March 27, 2009
Jill Richardson is the creator of La Vida Locavore and is the author of Recipe for America: Why Our Food System is Broken and What We Can Do to Fix It. She also is a contributing blogger for Sustainable Food, which is a part of Change.org.
Find out in this 5 minute Q & A how a 20-something with a day job in software has gained influence in politics, been read by Congressional staffers and made a mark in the sustainable agriculture movement.
Center for a Livable Future: How did you get into the sustainable agriculture movement?
Jill Richardson: It happened gradually, and then suddenly. For a long time I had been interested in environmental causes, and following the 2004 election I became a lot more passionate. Obviously a lot of environmental news centered around food. But then in January 2006, my job sent me to work in a cardiac ICU in Hawaii for a week and that really drove the message home to me. Oh. My. God. Look what we are doing to ourselves with our diets!!! That was it for me – when I came home, I was a full-fledged foodie.

REQUEST A —
Turn the rows into a numbered list, starting at the row that contains "Spot the dark" and ending at the last row, with blank lines omitted.

Rows from a point labeling set

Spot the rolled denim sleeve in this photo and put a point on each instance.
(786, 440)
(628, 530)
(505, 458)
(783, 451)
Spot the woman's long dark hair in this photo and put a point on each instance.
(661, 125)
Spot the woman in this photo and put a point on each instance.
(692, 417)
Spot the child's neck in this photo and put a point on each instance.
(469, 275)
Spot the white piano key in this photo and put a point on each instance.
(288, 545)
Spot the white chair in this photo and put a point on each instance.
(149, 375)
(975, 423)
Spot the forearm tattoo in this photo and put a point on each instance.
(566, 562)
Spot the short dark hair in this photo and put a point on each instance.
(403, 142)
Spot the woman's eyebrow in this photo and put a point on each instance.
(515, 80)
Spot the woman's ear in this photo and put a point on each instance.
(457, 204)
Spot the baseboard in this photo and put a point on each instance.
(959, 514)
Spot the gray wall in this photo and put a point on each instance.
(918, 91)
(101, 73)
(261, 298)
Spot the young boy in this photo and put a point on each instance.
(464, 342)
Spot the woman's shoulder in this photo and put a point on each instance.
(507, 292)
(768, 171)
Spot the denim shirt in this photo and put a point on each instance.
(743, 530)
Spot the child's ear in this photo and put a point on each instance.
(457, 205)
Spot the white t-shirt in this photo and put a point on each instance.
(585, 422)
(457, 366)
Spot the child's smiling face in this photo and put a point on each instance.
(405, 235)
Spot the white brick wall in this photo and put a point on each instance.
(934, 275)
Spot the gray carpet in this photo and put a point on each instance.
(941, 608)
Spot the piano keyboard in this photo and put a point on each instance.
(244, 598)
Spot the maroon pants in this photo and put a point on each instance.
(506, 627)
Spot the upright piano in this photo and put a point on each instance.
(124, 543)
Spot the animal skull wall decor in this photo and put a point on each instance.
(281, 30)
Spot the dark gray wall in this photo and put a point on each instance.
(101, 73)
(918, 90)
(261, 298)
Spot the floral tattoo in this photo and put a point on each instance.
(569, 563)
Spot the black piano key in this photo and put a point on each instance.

REQUEST B —
Copy the interview word for word, starting at "March 27, 2009" and ending at "sustainable agriculture movement.".

CORRECT RESPONSE A —
1. Spot the dark gray wall in this photo and put a point on each instance.
2. (101, 73)
3. (918, 90)
4. (261, 298)
5. Spot the floral tattoo in this photo and put a point on each instance.
6. (569, 563)
7. Spot the black piano key in this photo and put a point on each instance.

CORRECT RESPONSE B —
March 27, 2009
Jill Richardson is the creator of La Vida Locavore and is the author of Recipe for America: Why Our Food System is Broken and What We Can Do to Fix It. She also is a contributing blogger for Sustainable Food, which is a part of Change.org.
Find out in this 5 minute Q & A how a 20-something with a day job in software has gained influence in politics, been read by Congressional staffers and made a mark in the sustainable agriculture movement.